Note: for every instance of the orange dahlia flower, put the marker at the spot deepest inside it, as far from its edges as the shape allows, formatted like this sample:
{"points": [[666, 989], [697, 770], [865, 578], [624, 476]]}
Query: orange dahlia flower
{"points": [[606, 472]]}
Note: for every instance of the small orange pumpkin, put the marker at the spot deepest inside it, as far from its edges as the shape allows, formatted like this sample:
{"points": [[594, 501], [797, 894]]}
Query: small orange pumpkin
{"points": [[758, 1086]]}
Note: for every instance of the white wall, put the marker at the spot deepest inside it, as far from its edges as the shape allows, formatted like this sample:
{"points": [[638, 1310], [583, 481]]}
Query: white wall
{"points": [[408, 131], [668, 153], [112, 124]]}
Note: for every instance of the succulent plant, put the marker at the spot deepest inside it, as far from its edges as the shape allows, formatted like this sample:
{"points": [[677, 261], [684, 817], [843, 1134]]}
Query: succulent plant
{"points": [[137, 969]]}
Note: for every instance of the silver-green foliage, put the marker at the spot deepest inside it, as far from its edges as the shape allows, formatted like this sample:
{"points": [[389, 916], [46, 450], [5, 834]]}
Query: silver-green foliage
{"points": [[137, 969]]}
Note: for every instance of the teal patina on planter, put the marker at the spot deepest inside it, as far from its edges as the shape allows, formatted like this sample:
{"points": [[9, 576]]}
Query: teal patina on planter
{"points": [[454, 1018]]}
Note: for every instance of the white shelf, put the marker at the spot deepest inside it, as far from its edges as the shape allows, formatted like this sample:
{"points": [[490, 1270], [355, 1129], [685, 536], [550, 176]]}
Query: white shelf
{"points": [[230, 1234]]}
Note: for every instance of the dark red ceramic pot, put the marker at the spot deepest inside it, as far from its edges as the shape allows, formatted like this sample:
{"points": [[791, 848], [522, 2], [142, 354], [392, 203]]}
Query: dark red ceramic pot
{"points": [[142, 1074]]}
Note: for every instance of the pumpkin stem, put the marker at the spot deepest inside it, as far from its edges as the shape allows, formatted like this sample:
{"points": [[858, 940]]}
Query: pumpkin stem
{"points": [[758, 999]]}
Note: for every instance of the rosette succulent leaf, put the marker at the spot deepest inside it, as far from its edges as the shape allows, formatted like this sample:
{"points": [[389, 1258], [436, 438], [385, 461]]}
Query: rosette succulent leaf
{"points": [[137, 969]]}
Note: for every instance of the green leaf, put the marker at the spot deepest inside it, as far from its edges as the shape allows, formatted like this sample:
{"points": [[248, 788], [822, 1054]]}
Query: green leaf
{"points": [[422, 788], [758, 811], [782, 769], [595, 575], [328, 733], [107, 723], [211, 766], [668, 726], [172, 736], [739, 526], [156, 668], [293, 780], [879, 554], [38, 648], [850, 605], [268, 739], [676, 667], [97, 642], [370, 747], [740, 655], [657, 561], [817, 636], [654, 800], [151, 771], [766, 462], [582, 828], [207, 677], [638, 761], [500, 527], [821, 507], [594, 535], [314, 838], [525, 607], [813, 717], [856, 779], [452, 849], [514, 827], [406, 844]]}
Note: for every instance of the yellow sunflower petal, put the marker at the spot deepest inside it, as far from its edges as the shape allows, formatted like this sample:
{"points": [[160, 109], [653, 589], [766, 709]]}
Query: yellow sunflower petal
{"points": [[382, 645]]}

§

_SET PROBLEM:_
Exactly reproduce every line found in the records.

_EXERCISE RESULT:_
Note: for every instance of the orange dahlia flower, put the marker at the spot deepest inside it, as far from its edges as the shape allows, formatted like this sample:
{"points": [[666, 989], [697, 770], [865, 578], [624, 476]]}
Query: orange dahlia flower
{"points": [[606, 472]]}
Note: for every instance of the small orange pumpkin, put the marker at the spot deepest inside it, as far from its edges as the shape allows, formatted like this sample:
{"points": [[594, 501], [797, 894]]}
Query: small orange pumpkin
{"points": [[758, 1086]]}
Note: for every instance of the white wall, put the marker at the spot deepest inside it, as far from its edges as the shape allows, formatted like this sample:
{"points": [[638, 1310], [583, 481]]}
Query: white wall
{"points": [[408, 131], [668, 153], [112, 124]]}
Note: for every instance of the succulent plant, put the marker at the spot deepest inside it, as far from its edges as the shape allows, formatted like this sample:
{"points": [[677, 261], [684, 817], [843, 1134]]}
Query: succulent plant
{"points": [[137, 969]]}
Note: for every instance of the silver-green foliage, put the marker at the spot deepest inside it, as far from its edges as the shape allows, formatted like this sample:
{"points": [[389, 916], [46, 450], [5, 834]]}
Query: silver-green foliage
{"points": [[137, 969]]}
Note: for every instance of the teal patina on planter, put the marker at the spot deepest inside it, as far from its edges as the shape allows, formatted like this sample:
{"points": [[9, 576]]}
Query: teal patina on planter
{"points": [[454, 1018]]}
Note: for every instance of the white shelf, put the marker at the spot deepest inside it, as far from its edges as the shape allows, formatted like this sample:
{"points": [[490, 1270], [355, 1129], [685, 536], [550, 176]]}
Query: white shelf
{"points": [[230, 1234]]}
Note: for every instance of the dark red ceramic pot, put the marker at the spot deepest inside it, as far from its edges as the shape allows, formatted like this sample:
{"points": [[791, 848], [522, 2], [142, 354], [392, 203]]}
Query: dark red ceramic pot
{"points": [[142, 1074]]}
Note: for every instance of the pumpkin stem, put the marker at the spot deepest inside it, as far from its edges as the shape allows, formatted like this sample:
{"points": [[858, 940]]}
Query: pumpkin stem
{"points": [[758, 999]]}
Note: for every instance of the rosette succulent leaf, put the marker at the spot deepest inside it, as far from its edges as the shape allows, formatted like this sample:
{"points": [[389, 1258], [436, 438], [385, 461]]}
Query: rosette succulent leaf
{"points": [[137, 969]]}
Note: for every instance of the green leaf, put the marker at the spot deepest inside it, as far from its edges as the shape allows, formatted like this sample:
{"points": [[248, 788], [822, 1054]]}
Query: green leaf
{"points": [[422, 788], [758, 811], [782, 769], [595, 575], [328, 733], [107, 723], [211, 766], [668, 726], [172, 736], [739, 526], [156, 668], [293, 780], [879, 554], [38, 648], [850, 605], [268, 739], [676, 667], [97, 642], [370, 747], [740, 655], [657, 561], [817, 636], [654, 800], [151, 771], [766, 462], [582, 828], [207, 677], [638, 761], [500, 527], [821, 507], [594, 535], [314, 838], [525, 607], [813, 717], [856, 779], [452, 849], [514, 827], [406, 844]]}
Note: for every instance of the yellow sunflower petal, put the marker at the spot deepest inside it, as far from its edges as the shape allows, formatted like this sample:
{"points": [[160, 109], [653, 589], [766, 709]]}
Query: yellow sunflower petal
{"points": [[382, 645]]}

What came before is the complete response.